== EXCERPT ==
This document is relevant for: Trn1

Install PyTorch Neuron (torch-neuronx)#

Table of Contents

Develop on Trn1 instance#

Note

  • Instructions in this page only apply to setting up Neuron components on Linux host running Ubuntu or Amazon Linux AMI.

  • When launching a Trn1, please adjust your primary EBS volume size to a minimum of 512GB.

# Configure Linux for Neuron repository updates
. /etc/os-release

sudo tee /etc/apt/sources.list.d/neuron.list > /dev/null <<EOF
deb https://apt.repos.neuron.amazonaws.com ${VERSION_CODENAME} main
EOF
wget -qO - https://apt.repos.neuron.amazonaws.com/GPG-PUB-KEY-AMAZON-AWS-NEURON.PUB | sudo apt-key add -

# Update OS packages
sudo apt-get update -y

# Install git
sudo apt-get install git -y


# Install OS headers
sudo apt-get install linux-headers-$(uname -r) -y

# Remove preinstalled packages and Install Neuron Driver and Runtime
sudo apt-get remove aws-neuron-dkms  -y
sudo apt-get remove aws-neuronx-dkms  -y
sudo apt-get remove aws-neuronx-oci-hook  -y
sudo apt-get remove aws-neuronx-runtime-lib -y
sudo apt-get remove aws-neuronx-collectives -y
sudo apt-get install aws-neuronx-dkms=2.* -y
sudo apt-get install aws-neuronx-oci-hook=2.* -y
sudo apt-get install aws-neuronx-runtime-lib=2.* -y
sudo apt-get install aws-neuronx-collectives=2.* -y

# Install EFA Driver(only required for multiinstance training)

curl -O https://efa-installer.amazonaws.com/aws-efa-installer-latest.tar.gz
wget https://efa-installer.amazonaws.com/aws-efa-installer.key && gpg --import aws-efa-installer.key
cat aws-efa-installer.key | gpg --fingerprint
wget https://efa-installer.amazonaws.com/aws-efa-installer-latest.tar.gz.sig && gpg --verify ./aws-efa-installer-latest.tar.gz.sig

tar -xvf aws-efa-installer-latest.tar.gz
cd aws-efa-installer && sudo bash efa_installer.sh --yes
cd
sudo rm -rf aws-efa-installer-latest.tar.gz aws-efa-installer

# Remove pre-installed package and Install Neuron Tools
sudo apt-get remove aws-neuron-tools  -y
sudo apt-get remove aws-neuronx-tools  -y
sudo apt-get install aws-neuronx-tools=2.* -y

export PATH=/opt/aws/neuron/bin:$PATH

# Install Python venv and activate Python virtual environment to install
# Neuron pip packages.
sudo apt install python3.8-venv
python3.8 -m venv aws_neuron_venv_pytorch
source aws_neuron_venv_pytorch/bin/activate
pip install -U pip

# Install wget, awscli
pip install wget
pip install awscli

# Install packages from  repos
python -m pip config set global.extra-index-url "https://pip.repos.neuron.amazonaws.com"

# Install Python packages - Transformers package is needed for BERT
python -m pip install torch-neuronx=="1.12.0.1.*" "neuronx-cc==2.*" torchvision

Note

  • Instructions in this page only apply to setting up Neuron components on Linux host running Ubuntu or Amazon Linux AMI.

== DATASET CONTENT ==

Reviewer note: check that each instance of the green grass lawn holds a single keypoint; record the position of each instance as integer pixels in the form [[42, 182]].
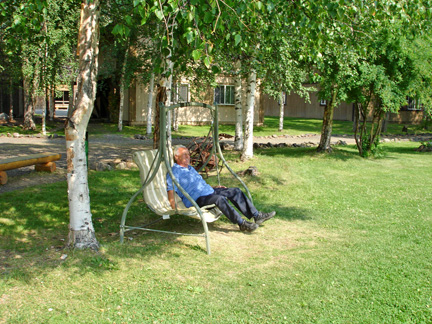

== EXERCISE REQUIREMENTS ==
According to the PyTorch Neuron install page, what is the minimum primary EBS volume size to use when launching a Trn1?

== CORRECT RESPONSE ==
512GB